* **Source information**:
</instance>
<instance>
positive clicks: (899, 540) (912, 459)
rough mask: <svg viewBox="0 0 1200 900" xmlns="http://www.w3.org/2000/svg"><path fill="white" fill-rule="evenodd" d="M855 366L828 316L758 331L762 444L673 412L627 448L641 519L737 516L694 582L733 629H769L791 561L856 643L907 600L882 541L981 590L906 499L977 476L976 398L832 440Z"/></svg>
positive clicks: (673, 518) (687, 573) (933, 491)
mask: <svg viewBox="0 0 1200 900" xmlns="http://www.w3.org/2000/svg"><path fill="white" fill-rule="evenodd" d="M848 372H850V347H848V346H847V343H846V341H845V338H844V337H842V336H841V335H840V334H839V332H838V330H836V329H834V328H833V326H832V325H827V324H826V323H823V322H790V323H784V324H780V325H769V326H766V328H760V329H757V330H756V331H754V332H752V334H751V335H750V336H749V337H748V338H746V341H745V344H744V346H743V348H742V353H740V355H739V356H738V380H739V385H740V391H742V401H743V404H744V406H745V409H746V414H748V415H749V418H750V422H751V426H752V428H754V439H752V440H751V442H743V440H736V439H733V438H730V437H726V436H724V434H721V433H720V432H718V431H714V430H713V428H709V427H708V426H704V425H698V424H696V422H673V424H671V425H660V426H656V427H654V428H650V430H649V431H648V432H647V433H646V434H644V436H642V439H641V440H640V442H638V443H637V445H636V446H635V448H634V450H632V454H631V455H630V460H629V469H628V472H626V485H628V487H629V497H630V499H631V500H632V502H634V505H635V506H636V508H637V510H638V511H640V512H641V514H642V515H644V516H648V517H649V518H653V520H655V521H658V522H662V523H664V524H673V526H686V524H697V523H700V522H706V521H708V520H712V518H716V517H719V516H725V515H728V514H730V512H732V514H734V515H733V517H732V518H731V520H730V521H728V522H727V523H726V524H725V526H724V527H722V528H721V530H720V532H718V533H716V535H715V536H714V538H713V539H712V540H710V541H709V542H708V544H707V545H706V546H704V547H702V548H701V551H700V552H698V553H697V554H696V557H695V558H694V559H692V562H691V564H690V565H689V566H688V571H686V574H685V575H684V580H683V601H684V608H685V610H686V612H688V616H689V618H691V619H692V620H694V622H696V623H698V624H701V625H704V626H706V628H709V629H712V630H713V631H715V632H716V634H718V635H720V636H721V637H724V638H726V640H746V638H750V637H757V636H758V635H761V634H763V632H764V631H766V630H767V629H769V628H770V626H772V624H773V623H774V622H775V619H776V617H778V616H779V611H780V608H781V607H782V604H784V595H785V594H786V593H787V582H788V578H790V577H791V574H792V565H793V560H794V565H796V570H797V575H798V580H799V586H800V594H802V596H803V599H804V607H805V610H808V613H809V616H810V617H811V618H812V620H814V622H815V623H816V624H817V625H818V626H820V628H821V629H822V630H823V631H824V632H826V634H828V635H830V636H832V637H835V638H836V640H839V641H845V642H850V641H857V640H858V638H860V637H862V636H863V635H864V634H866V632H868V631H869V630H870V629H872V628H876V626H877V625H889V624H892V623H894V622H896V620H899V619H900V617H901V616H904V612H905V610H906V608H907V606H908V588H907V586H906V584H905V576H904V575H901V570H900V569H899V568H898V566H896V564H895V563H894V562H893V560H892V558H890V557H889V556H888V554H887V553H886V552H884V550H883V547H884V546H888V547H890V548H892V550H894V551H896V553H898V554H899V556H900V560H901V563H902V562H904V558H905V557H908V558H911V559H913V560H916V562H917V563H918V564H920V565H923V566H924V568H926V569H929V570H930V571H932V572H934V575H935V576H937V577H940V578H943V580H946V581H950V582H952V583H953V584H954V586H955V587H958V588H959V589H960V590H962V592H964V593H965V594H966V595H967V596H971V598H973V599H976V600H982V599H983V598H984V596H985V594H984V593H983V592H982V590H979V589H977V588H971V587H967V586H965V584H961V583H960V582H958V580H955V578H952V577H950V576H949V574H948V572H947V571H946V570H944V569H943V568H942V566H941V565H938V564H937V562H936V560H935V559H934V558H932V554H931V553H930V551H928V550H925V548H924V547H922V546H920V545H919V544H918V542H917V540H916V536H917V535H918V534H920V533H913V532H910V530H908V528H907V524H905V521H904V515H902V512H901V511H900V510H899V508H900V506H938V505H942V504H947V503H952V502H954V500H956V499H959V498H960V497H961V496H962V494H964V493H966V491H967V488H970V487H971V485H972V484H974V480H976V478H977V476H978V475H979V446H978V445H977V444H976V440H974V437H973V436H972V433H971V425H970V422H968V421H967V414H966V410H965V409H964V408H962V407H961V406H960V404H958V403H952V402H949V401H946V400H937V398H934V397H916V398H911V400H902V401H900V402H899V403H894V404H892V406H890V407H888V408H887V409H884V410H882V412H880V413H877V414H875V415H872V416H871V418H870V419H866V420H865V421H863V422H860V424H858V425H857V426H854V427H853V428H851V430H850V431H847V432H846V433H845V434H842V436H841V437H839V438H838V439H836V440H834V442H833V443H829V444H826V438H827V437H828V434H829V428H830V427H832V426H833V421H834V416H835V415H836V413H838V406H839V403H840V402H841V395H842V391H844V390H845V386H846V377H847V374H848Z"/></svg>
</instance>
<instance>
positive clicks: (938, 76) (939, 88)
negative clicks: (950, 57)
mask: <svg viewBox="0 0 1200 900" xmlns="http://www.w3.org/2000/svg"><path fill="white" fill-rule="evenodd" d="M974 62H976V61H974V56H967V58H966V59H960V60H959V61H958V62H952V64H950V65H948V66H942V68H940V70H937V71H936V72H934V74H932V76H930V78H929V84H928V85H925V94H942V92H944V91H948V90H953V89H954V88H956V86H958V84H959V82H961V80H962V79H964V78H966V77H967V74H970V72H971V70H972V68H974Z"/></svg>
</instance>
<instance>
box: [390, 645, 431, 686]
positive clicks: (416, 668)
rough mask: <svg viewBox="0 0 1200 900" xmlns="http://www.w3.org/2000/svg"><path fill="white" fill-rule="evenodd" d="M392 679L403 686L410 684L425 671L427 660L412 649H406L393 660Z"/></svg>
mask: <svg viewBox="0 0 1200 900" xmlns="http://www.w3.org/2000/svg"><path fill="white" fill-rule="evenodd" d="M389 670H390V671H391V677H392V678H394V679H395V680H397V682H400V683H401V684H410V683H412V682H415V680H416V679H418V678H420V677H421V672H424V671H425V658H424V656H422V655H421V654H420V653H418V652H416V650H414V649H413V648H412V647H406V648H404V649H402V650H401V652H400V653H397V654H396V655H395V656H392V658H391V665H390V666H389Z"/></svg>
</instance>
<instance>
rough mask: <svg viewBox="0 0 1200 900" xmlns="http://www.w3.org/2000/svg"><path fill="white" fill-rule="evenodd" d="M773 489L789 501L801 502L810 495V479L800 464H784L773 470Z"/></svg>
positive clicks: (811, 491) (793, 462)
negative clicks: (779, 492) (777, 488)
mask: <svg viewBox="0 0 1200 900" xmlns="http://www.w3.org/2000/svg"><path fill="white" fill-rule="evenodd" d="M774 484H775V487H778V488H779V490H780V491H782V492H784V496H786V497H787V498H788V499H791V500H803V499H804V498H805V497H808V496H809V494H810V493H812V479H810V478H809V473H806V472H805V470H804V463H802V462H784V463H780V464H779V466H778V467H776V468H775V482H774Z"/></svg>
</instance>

* **Work instruction**:
Transcribe every record exactly, keeping each line as it is.

* **Output for this task**:
</instance>
<instance>
positive clicks: (899, 540) (912, 459)
rough mask: <svg viewBox="0 0 1200 900" xmlns="http://www.w3.org/2000/svg"><path fill="white" fill-rule="evenodd" d="M855 366L828 316L758 331L762 444L673 412L627 448L641 519L737 516L694 582L733 629H769L791 561L856 643L907 600L882 541L981 590L906 499L977 476L976 398L832 440Z"/></svg>
positive clicks: (673, 518) (687, 573) (933, 491)
mask: <svg viewBox="0 0 1200 900" xmlns="http://www.w3.org/2000/svg"><path fill="white" fill-rule="evenodd" d="M848 372H850V347H848V346H847V343H846V341H845V338H844V337H842V336H841V335H840V334H839V332H838V330H836V329H834V328H833V326H832V325H827V324H826V323H823V322H790V323H784V324H780V325H769V326H766V328H760V329H757V330H756V331H754V332H752V334H751V335H750V336H749V337H748V338H746V341H745V344H744V346H743V348H742V353H740V355H739V356H738V380H739V385H740V391H742V401H743V404H744V406H745V409H746V414H748V415H749V418H750V422H751V426H752V428H754V439H752V440H751V442H743V440H736V439H733V438H730V437H726V436H724V434H721V433H720V432H718V431H714V430H713V428H709V427H708V426H704V425H698V424H696V422H673V424H671V425H660V426H656V427H654V428H650V430H649V431H648V432H647V433H646V434H644V436H642V439H641V440H640V442H638V443H637V445H636V446H635V448H634V450H632V454H631V455H630V460H629V469H628V472H626V485H628V487H629V497H630V499H631V500H632V502H634V505H635V506H636V508H637V510H638V511H640V512H641V514H642V515H644V516H648V517H649V518H653V520H655V521H658V522H662V523H664V524H673V526H686V524H697V523H700V522H706V521H708V520H712V518H716V517H719V516H725V515H728V514H730V512H732V514H734V515H733V517H732V518H731V520H730V521H728V522H727V523H726V524H725V526H724V527H722V528H721V530H720V532H718V533H716V535H715V536H714V538H713V539H712V540H710V541H709V542H708V544H707V545H706V546H704V547H702V548H701V551H700V552H698V553H697V554H696V557H695V558H694V559H692V562H691V564H690V565H689V566H688V571H686V574H685V575H684V580H683V601H684V608H685V610H686V612H688V616H689V618H691V619H692V620H694V622H696V623H698V624H701V625H704V626H706V628H709V629H712V630H713V631H715V632H716V634H718V635H720V636H721V637H724V638H726V640H746V638H750V637H757V636H758V635H761V634H763V632H764V631H766V630H767V629H769V628H770V626H772V624H773V623H774V622H775V619H776V617H778V616H779V611H780V608H781V607H782V604H784V595H785V594H786V593H787V582H788V578H790V577H791V574H792V565H793V560H794V565H796V570H797V575H798V580H799V586H800V594H802V596H803V599H804V607H805V610H808V613H809V616H810V617H811V618H812V620H814V622H815V623H816V624H817V625H818V626H820V628H821V629H822V630H823V631H824V632H826V634H828V635H830V636H832V637H835V638H836V640H839V641H845V642H850V641H857V640H858V638H860V637H862V636H863V635H864V634H866V632H868V631H869V630H870V629H872V628H876V626H877V625H889V624H892V623H894V622H896V620H899V619H900V617H901V616H904V612H905V610H906V608H907V606H908V588H907V586H906V584H905V576H904V575H901V570H900V569H899V568H898V566H896V564H895V563H894V562H893V560H892V558H890V557H889V556H888V554H887V553H886V552H884V550H883V547H884V546H888V547H890V548H892V550H894V551H896V553H898V554H899V556H900V560H901V563H902V562H904V558H905V557H908V558H911V559H913V560H916V562H917V563H918V564H920V565H923V566H924V568H926V569H929V570H930V571H932V572H934V575H935V576H937V577H940V578H943V580H946V581H950V582H952V583H953V584H954V586H955V587H958V588H959V589H960V590H962V592H964V593H965V594H966V595H967V596H971V598H973V599H976V600H982V599H983V598H984V596H985V594H984V593H983V592H982V590H979V589H977V588H971V587H967V586H965V584H961V583H960V582H958V580H955V578H952V577H950V576H949V574H948V572H947V571H946V570H944V569H943V568H942V566H941V565H938V564H937V562H936V560H935V559H934V558H932V554H931V553H930V551H928V550H925V548H924V547H922V546H920V545H919V544H918V542H917V540H916V536H917V535H918V534H920V533H913V532H910V530H908V528H907V524H905V521H904V515H902V512H901V511H900V510H899V508H900V506H938V505H942V504H947V503H952V502H954V500H956V499H959V498H960V497H961V496H962V494H964V493H966V491H967V488H970V487H971V485H972V484H974V480H976V478H977V476H978V475H979V446H978V445H977V444H976V440H974V437H973V436H972V433H971V425H970V422H968V421H967V414H966V410H965V409H964V408H962V407H961V406H960V404H958V403H952V402H949V401H946V400H937V398H934V397H916V398H911V400H902V401H900V402H899V403H894V404H892V406H890V407H888V408H887V409H884V410H882V412H880V413H877V414H875V415H872V416H871V418H870V419H866V420H865V421H863V422H860V424H858V425H857V426H854V427H853V428H851V430H850V431H847V432H846V433H845V434H842V436H841V437H839V438H838V439H836V440H834V442H833V443H829V444H826V438H827V437H828V434H829V428H830V427H832V426H833V421H834V416H835V415H836V413H838V406H839V403H840V402H841V395H842V391H844V390H845V386H846V377H847V374H848Z"/></svg>
</instance>
<instance>
positive clicks: (938, 76) (939, 88)
negative clicks: (950, 57)
mask: <svg viewBox="0 0 1200 900" xmlns="http://www.w3.org/2000/svg"><path fill="white" fill-rule="evenodd" d="M974 62H976V61H974V56H967V58H966V59H960V60H959V61H958V62H952V64H950V65H948V66H942V68H940V70H937V71H936V72H934V74H932V76H930V78H929V84H928V85H925V94H942V92H944V91H948V90H953V89H954V88H956V86H958V84H959V82H961V80H962V79H964V78H966V77H967V74H970V72H971V70H972V68H974Z"/></svg>
</instance>
<instance>
box: [390, 645, 431, 686]
positive clicks: (416, 668)
rough mask: <svg viewBox="0 0 1200 900" xmlns="http://www.w3.org/2000/svg"><path fill="white" fill-rule="evenodd" d="M392 679L403 686L410 684L425 671L427 660L412 649H406L393 660Z"/></svg>
mask: <svg viewBox="0 0 1200 900" xmlns="http://www.w3.org/2000/svg"><path fill="white" fill-rule="evenodd" d="M389 670H390V671H391V677H392V678H394V679H395V680H397V682H400V683H401V684H410V683H412V682H415V680H416V679H418V678H420V677H421V672H424V671H425V658H424V656H422V655H421V654H420V653H418V652H416V650H414V649H413V648H412V647H406V648H404V649H402V650H401V652H400V653H397V654H396V655H395V656H392V658H391V665H390V666H389Z"/></svg>
</instance>
<instance>
rough mask: <svg viewBox="0 0 1200 900" xmlns="http://www.w3.org/2000/svg"><path fill="white" fill-rule="evenodd" d="M773 489L789 501L801 502L810 495V479L800 464H784L773 470Z"/></svg>
positive clicks: (811, 491) (793, 462)
negative clicks: (779, 492) (777, 488)
mask: <svg viewBox="0 0 1200 900" xmlns="http://www.w3.org/2000/svg"><path fill="white" fill-rule="evenodd" d="M774 484H775V487H778V488H779V490H780V491H782V492H784V496H786V497H787V498H788V499H791V500H803V499H804V498H805V497H808V496H809V494H810V493H812V479H810V478H809V473H806V472H805V470H804V463H802V462H784V463H780V464H779V466H778V467H776V468H775V482H774Z"/></svg>
</instance>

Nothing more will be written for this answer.